REQUIRED WORK |
• A. According to the article on states protecting net neutrality, which two states stand out most among those examining protections?
• B. Copy the passage from the net neutrality article word for word, starting at "from the round-and-round-we-go" and ending at "or can't do.".

EXTRACTED TEXT |

States Rush To Protect Net Neutrality On Heels Of Court Ruling

from the round-and-round-we-go dept

Despite the obvious fraud and false data used to prop up the move, a court recently backed much of the Ajit Pai's repeal of net neutrality. But it wasn't all champagne and roses for Ajit Pai and his friends in the telecom sector. The court also shot down the FCC's attempt to ban states from protecting net neutrality themselves, pointing out that when the FCC obliterated its Title II authority over broadband providers (at lobbyist behest) it also eliminated any potential right to tell states what they can or can't do.

As such, states are rolling forward with exploring new rules and finally enforcing existing ones. More than two dozen states have examined some form of net neutrality protections in the wake of the repeal. Most notable are California and Washington State. California has been sued by the DOJ (not coincidentally run by former Verizon lawyer Bill Barr) for trying to protect consumers, an effort complicated by this court ruling. Washington wasn't sued, and is moving full speed ahead when it comes to implementing the rules:

"Broadband users in Washington State can file net neutrality complaints against ISPs using this general consumer complaint form, a spokesperson for Washington Attorney General Bob Ferguson told Ars. The AG's office said it wouldn't comment on whether there are any pending net neutrality investigations. The text of the Washington law is available on the state's website here. Violations of the law are punishable under Washington's Consumer Protection Act."

We've noted a few times how folks crowing about how net neutrality must not have mattered because the internet didn't explode are only advertising their own ignorance. For one, the repeal did much more than just kill net neutrality. It effectively gutted the FCC's authority over telecom giants, shoveling any remaining responsibility to an FTC that lacks the authority or resources to stand up to giants like AT&T and Comcast (that was the entire point of the gambit).

ITEMS |
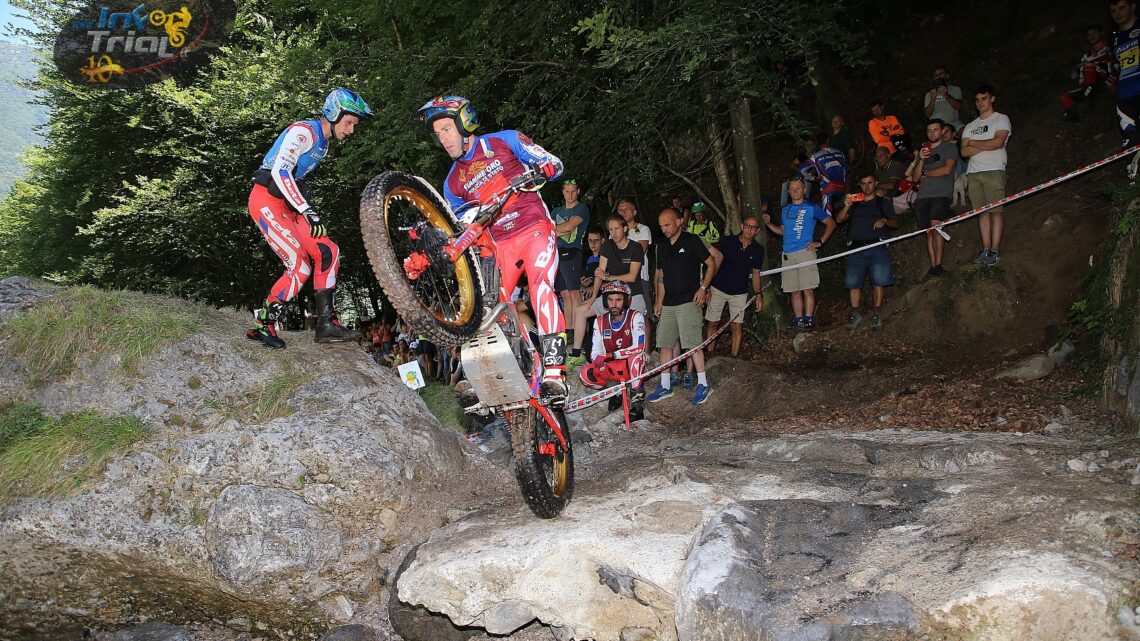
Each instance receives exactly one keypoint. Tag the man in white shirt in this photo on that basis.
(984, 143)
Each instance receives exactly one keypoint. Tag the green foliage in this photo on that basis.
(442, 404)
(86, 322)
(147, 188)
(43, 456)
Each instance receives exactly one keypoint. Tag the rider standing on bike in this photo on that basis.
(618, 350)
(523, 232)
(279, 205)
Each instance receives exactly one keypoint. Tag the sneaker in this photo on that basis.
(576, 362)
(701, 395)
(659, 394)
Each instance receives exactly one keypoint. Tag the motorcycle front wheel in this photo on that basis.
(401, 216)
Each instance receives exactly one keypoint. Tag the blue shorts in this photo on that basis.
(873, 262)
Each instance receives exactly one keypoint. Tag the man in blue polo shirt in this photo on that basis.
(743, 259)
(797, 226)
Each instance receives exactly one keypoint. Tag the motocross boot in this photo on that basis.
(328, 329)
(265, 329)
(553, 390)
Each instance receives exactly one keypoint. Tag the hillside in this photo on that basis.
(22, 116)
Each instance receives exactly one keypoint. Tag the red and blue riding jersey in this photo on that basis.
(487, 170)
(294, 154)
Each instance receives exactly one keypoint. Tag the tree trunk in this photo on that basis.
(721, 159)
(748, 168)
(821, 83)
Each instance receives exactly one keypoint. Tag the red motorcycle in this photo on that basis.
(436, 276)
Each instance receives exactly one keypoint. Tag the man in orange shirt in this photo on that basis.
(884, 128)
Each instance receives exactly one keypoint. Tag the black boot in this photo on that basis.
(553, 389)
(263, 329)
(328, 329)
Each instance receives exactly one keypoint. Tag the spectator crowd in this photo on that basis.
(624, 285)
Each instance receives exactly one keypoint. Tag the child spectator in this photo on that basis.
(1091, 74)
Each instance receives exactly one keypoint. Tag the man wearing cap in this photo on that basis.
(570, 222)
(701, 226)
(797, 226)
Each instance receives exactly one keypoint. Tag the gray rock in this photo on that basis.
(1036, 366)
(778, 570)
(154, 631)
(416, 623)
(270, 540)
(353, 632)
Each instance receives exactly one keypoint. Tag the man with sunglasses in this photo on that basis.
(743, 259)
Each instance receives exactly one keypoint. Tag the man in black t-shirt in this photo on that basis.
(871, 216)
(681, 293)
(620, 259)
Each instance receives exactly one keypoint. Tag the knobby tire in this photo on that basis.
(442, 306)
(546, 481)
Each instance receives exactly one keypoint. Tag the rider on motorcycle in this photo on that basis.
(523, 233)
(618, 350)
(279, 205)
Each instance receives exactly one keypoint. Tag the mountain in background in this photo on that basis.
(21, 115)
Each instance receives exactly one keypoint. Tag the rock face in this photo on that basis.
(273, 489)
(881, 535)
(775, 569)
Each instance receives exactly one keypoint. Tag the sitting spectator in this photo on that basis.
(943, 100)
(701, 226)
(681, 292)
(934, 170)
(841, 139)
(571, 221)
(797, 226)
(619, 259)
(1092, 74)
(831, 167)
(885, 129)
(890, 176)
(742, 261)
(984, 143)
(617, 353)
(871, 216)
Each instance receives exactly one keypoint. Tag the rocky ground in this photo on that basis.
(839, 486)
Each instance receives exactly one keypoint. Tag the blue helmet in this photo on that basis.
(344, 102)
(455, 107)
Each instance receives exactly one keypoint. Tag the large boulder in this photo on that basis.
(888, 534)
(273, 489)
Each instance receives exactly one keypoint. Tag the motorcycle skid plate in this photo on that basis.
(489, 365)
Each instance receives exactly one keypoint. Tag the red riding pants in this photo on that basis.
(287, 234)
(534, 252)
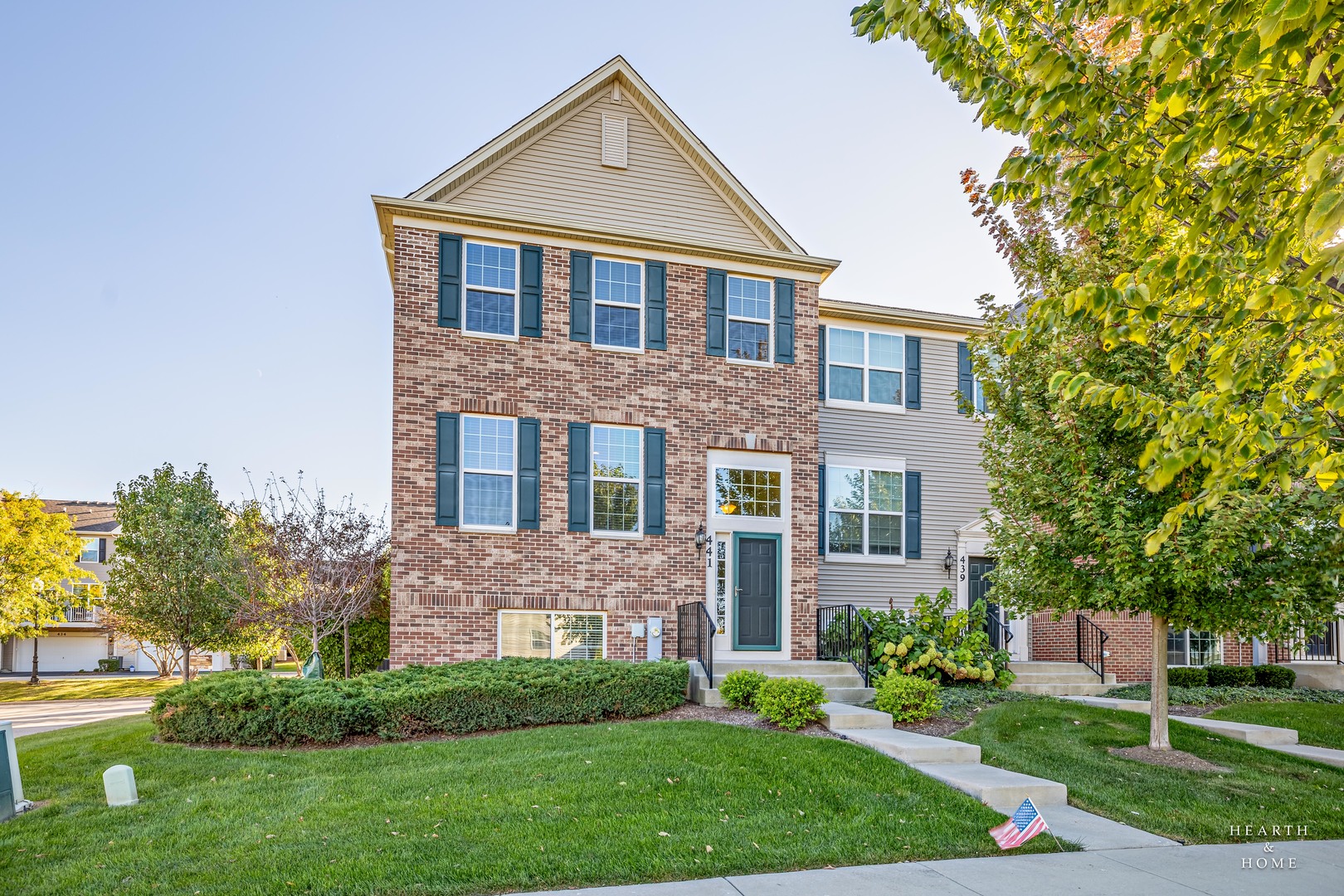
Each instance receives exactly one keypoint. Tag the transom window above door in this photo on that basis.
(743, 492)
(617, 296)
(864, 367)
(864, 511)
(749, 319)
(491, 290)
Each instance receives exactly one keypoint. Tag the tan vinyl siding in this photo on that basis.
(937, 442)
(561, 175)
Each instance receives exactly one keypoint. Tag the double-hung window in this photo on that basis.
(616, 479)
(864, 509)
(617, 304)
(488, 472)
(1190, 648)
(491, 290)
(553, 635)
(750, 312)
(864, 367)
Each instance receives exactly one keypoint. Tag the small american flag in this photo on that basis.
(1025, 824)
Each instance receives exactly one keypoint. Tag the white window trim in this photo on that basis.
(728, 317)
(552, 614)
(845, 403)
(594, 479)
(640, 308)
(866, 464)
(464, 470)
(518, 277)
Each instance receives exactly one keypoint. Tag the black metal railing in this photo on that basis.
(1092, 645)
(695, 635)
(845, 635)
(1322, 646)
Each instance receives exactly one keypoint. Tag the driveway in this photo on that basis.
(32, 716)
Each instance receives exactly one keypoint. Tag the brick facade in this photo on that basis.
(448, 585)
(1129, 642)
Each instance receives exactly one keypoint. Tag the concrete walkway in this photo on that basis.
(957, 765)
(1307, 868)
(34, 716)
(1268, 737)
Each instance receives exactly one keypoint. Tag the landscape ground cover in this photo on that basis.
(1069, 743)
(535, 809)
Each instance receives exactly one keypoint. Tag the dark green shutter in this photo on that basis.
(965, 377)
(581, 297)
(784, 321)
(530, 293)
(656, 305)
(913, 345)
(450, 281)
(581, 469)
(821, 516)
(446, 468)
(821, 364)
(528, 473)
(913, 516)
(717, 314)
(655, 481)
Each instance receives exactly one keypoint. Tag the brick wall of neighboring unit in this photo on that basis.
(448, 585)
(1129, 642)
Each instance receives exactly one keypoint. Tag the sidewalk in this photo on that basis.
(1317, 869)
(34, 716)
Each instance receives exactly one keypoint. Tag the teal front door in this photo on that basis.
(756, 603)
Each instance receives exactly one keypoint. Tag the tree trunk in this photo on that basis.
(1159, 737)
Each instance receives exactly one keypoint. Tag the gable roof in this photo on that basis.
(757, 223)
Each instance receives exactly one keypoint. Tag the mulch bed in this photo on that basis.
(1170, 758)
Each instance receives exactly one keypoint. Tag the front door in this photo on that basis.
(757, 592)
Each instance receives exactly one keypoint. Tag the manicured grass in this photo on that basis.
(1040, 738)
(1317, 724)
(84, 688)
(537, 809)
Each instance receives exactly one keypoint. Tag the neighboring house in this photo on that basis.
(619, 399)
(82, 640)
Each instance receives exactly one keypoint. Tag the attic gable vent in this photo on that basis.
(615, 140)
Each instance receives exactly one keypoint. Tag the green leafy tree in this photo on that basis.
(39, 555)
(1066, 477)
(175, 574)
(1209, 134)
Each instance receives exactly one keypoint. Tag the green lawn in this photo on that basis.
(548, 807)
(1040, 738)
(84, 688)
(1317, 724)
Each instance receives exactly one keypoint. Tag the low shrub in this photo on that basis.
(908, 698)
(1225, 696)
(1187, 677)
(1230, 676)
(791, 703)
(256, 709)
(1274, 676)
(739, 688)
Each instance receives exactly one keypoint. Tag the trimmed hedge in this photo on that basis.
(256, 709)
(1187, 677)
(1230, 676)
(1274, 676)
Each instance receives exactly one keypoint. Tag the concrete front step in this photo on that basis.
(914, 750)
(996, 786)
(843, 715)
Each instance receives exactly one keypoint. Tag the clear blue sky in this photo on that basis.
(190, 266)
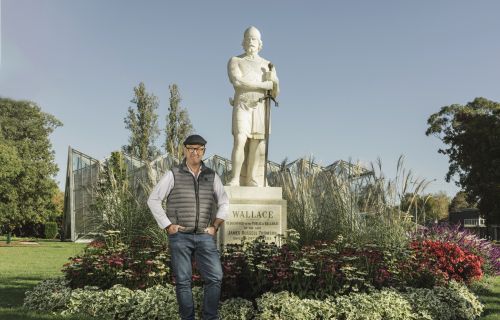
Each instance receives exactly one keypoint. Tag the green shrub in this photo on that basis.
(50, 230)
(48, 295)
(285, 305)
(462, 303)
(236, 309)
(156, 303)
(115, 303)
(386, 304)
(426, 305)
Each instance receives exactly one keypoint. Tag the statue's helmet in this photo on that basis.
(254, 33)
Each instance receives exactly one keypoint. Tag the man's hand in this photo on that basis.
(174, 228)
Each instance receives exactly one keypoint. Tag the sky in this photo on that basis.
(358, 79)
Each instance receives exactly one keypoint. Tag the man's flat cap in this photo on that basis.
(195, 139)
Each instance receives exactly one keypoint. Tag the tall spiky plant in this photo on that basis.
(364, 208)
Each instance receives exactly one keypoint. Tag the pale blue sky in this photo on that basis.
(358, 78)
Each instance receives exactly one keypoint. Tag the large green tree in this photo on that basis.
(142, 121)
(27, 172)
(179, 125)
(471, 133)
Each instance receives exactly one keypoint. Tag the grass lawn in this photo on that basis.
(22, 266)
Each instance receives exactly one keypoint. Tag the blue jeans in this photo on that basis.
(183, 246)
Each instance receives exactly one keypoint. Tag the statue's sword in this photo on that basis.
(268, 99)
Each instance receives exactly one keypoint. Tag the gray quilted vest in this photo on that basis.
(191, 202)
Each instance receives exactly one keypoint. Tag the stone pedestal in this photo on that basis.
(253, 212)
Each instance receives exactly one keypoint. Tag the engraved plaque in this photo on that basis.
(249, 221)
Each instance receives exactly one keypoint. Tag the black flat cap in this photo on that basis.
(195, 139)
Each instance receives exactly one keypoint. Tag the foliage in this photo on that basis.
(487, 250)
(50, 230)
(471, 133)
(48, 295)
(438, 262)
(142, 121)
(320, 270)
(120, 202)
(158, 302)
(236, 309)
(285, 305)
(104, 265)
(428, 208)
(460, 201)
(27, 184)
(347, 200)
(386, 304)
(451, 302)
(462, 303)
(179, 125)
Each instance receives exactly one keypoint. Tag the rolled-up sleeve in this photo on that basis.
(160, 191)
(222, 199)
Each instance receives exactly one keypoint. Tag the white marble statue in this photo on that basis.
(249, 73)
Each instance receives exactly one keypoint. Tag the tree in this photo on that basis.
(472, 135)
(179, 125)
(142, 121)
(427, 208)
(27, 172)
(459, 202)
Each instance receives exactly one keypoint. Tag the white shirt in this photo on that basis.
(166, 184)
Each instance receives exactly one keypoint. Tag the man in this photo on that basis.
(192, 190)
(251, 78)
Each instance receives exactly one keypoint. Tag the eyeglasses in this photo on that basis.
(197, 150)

FINAL RESULTS |
• A. California and Washington State

• B.
from the round-and-round-we-go dept

Despite the obvious fraud and false data used to prop up the move, a court recently backed much of the Ajit Pai's repeal of net neutrality. But it wasn't all champagne and roses for Ajit Pai and his friends in the telecom sector. The court also shot down the FCC's attempt to ban states from protecting net neutrality themselves, pointing out that when the FCC obliterated its Title II authority over broadband providers (at lobbyist behest) it also eliminated any potential right to tell states what they can or can't do.